::: GIVEN INFORMATION :::

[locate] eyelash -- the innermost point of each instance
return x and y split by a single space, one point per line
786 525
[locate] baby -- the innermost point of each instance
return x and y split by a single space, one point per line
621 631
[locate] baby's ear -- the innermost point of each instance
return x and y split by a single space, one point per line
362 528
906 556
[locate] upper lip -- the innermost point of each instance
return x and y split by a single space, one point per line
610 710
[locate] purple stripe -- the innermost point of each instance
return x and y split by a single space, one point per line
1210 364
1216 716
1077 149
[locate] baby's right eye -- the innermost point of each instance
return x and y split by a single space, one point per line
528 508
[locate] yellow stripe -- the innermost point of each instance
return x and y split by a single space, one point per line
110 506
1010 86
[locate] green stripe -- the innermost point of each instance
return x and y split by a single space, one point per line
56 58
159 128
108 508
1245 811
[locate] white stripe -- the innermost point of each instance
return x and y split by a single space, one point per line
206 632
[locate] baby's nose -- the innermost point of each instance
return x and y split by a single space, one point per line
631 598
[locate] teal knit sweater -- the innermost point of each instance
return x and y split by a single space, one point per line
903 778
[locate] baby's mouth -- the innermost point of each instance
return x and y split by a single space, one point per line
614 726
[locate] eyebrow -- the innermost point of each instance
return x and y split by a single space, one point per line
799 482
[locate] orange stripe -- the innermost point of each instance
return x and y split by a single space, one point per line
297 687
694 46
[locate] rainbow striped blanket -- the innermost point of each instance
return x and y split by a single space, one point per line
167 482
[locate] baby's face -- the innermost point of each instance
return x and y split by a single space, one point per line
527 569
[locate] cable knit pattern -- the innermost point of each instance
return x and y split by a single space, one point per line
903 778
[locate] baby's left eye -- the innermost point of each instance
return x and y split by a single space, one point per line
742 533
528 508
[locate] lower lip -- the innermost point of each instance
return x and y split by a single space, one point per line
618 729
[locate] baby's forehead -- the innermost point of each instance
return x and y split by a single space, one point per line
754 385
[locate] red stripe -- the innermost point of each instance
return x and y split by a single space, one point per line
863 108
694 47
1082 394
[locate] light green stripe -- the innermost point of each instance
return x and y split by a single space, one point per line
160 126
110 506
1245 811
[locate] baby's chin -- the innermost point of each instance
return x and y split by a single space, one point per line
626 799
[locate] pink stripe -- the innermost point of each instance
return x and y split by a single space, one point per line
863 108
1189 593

:::

> _PROBLEM TO WORK ON_
Only lines with the word "green" are wanted. Find and copy them from the records above.

> _WRITTEN RESPONSE_
[locate] green stripe -- the innermost point of each instance
[locate] light green stripe -- the innermost point of each instance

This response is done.